→ **Task requirements**
Can you find every line in the rows below that contains the string "item" and copy each one out?

--- begin Extracted data ---

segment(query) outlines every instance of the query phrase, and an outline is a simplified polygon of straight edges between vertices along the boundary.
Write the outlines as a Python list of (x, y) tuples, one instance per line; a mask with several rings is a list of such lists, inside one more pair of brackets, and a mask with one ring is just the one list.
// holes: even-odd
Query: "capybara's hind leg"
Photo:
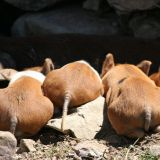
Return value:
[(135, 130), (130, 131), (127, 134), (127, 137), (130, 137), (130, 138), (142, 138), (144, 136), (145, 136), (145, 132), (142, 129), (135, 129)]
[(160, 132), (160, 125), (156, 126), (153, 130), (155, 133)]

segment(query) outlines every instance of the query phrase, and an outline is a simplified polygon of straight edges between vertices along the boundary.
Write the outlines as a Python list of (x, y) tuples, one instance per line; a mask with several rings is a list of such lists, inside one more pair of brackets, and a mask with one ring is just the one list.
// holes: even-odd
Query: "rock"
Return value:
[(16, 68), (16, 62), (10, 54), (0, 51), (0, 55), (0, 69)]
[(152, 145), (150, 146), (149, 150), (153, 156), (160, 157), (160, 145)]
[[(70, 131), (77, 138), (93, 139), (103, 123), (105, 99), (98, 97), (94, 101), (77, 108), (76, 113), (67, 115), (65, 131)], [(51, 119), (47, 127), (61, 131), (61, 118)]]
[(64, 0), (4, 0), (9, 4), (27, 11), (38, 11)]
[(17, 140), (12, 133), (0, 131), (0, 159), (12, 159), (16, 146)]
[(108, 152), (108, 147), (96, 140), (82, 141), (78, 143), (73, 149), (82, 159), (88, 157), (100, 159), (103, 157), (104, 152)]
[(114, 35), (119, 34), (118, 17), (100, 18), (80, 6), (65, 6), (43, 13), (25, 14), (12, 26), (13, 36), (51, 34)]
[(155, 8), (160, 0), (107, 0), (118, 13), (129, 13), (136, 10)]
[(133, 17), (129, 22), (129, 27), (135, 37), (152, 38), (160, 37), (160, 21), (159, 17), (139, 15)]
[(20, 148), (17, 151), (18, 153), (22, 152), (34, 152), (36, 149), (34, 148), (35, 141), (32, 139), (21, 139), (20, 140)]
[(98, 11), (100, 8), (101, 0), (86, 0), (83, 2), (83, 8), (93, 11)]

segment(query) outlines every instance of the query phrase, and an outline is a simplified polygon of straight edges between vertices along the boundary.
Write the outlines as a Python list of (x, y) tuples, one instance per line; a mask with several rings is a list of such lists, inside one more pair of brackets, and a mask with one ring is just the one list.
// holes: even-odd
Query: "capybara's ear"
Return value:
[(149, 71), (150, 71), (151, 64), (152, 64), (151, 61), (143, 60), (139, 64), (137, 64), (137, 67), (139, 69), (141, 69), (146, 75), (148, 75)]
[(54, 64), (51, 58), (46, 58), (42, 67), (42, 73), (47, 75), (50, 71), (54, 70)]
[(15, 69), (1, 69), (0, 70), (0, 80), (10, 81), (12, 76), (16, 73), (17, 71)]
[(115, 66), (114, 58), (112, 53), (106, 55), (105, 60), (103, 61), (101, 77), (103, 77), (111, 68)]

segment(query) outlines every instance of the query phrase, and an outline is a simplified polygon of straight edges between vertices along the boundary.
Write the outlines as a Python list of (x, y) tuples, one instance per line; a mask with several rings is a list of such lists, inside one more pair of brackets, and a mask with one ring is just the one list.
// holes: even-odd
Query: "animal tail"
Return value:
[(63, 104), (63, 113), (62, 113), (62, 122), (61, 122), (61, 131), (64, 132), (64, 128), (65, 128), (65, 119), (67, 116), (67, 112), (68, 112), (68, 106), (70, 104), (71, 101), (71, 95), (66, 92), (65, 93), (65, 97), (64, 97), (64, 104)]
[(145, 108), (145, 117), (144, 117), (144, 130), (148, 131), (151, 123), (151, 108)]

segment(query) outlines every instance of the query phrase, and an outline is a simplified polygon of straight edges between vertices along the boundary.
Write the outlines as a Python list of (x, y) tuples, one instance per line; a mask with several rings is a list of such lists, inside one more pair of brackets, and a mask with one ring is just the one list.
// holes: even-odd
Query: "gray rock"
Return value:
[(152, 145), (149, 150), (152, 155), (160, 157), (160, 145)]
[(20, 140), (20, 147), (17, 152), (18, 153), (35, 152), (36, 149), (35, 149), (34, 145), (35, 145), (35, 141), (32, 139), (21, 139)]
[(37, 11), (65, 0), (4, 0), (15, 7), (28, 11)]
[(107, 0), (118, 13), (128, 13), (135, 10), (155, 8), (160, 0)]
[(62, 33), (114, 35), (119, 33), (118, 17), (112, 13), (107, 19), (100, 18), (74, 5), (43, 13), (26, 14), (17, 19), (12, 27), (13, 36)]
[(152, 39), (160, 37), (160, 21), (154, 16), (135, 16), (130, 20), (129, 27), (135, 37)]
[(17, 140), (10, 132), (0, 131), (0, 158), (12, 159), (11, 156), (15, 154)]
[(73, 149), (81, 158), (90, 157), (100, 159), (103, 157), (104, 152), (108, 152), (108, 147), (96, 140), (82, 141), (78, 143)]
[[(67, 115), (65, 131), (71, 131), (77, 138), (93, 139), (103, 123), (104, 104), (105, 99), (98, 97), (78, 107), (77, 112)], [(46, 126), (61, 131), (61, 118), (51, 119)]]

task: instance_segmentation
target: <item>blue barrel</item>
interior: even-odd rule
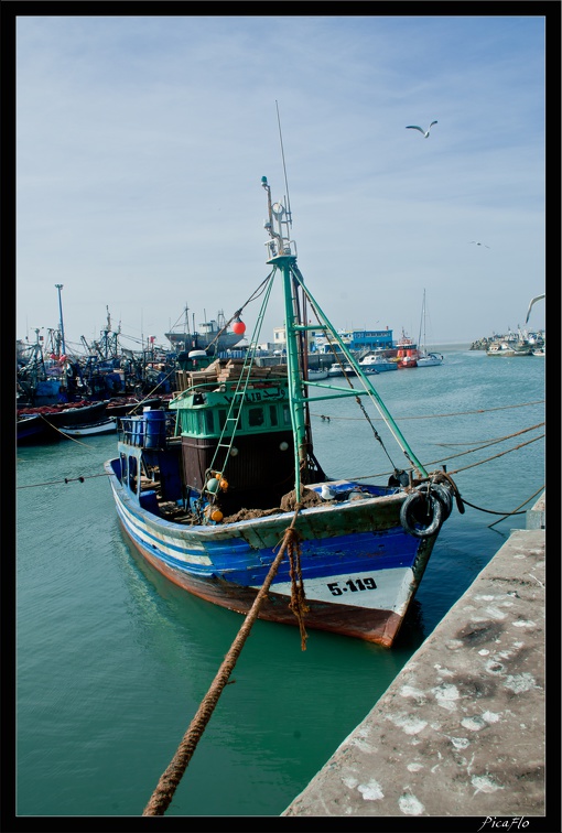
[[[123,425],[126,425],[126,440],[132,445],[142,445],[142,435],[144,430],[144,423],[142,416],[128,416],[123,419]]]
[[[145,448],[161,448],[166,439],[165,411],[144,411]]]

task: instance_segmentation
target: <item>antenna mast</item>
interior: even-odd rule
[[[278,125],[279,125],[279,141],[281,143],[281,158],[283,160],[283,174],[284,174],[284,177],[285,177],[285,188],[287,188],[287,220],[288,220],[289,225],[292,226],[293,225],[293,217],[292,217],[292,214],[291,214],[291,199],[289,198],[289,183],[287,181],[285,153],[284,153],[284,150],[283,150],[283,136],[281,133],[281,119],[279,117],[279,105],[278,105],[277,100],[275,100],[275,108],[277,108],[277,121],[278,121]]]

--- end Extracted data ---
--- begin Extracted data ---

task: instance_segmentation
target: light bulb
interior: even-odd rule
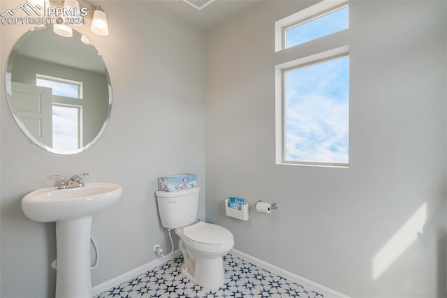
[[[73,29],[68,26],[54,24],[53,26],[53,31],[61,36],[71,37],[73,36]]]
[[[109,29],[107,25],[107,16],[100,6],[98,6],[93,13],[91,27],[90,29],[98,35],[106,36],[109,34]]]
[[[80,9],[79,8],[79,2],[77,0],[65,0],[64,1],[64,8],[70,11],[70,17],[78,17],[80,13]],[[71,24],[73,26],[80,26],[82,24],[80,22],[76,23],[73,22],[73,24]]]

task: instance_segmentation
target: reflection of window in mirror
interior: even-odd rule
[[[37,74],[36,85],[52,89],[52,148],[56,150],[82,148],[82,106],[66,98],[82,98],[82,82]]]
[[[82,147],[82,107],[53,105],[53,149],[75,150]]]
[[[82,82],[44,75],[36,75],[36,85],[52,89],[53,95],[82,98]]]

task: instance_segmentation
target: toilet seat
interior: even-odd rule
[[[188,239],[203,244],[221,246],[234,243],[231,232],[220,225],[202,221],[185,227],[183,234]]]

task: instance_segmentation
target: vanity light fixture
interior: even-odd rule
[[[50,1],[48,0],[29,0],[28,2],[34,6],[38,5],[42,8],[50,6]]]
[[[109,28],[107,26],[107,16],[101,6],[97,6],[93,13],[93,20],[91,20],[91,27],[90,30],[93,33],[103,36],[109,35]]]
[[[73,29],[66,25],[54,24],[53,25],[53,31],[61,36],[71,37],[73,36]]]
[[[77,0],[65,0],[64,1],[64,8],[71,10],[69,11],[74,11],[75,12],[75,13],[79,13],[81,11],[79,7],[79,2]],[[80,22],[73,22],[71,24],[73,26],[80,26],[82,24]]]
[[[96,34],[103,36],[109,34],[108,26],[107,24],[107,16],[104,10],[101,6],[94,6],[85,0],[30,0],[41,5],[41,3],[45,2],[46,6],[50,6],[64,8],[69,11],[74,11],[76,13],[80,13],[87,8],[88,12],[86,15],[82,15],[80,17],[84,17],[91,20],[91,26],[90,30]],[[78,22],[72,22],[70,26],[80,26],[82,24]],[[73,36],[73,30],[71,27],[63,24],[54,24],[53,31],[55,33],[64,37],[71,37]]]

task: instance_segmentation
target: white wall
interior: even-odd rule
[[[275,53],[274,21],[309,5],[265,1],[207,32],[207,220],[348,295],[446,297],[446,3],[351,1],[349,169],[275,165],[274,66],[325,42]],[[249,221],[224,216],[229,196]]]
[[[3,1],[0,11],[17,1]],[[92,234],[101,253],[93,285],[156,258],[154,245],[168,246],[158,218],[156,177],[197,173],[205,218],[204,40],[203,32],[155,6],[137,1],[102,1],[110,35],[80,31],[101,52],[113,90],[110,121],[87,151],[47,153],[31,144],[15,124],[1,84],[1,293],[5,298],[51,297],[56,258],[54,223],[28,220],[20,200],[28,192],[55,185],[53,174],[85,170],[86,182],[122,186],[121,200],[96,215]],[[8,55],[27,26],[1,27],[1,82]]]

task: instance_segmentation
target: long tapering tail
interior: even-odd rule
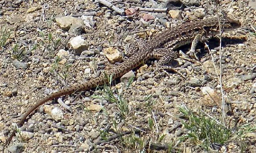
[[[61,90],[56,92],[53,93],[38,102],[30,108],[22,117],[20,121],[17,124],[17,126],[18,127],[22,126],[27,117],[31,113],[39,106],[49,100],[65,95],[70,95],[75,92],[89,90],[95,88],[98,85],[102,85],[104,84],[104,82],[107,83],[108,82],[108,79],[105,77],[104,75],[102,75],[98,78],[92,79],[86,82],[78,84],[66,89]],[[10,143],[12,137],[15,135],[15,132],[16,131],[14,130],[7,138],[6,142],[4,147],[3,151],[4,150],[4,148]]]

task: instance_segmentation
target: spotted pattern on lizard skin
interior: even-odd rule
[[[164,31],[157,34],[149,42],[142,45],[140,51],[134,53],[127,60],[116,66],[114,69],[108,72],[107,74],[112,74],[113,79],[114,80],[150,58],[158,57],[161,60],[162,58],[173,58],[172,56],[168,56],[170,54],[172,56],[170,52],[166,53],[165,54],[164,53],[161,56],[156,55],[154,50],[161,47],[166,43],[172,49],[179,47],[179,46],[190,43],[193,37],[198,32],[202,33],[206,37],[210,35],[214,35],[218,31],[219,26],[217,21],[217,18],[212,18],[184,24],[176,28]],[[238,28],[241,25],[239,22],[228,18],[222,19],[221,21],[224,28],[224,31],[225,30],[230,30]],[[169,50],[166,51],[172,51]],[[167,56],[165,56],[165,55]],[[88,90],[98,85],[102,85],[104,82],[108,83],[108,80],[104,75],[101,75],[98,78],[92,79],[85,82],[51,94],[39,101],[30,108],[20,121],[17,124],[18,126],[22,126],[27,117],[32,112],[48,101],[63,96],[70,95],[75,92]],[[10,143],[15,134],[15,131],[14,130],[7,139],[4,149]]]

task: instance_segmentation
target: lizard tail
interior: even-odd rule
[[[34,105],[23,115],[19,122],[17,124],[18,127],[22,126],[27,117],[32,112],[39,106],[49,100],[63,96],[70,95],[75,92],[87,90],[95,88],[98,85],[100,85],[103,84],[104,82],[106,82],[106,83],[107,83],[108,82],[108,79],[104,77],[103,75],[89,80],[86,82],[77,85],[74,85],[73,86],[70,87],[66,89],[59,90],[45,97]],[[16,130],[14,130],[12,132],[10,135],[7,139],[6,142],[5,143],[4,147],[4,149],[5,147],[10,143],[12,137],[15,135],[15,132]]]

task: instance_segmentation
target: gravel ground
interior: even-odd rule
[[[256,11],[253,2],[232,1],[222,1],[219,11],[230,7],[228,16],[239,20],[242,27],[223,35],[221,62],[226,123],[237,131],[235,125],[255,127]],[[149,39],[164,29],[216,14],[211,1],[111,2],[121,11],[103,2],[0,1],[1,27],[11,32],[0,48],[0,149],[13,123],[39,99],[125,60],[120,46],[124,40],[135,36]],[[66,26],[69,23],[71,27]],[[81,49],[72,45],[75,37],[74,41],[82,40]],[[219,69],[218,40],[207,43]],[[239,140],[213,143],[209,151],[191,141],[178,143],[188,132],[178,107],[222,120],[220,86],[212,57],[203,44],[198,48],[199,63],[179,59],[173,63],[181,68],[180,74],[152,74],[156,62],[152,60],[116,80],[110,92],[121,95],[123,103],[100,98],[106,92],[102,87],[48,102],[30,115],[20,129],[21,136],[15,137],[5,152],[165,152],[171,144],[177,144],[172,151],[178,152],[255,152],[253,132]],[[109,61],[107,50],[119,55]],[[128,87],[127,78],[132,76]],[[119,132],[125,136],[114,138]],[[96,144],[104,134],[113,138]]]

--- end Extracted data ---

→ **Written response**
target: <item>blue barrel</item>
target: <item>antenna mast</item>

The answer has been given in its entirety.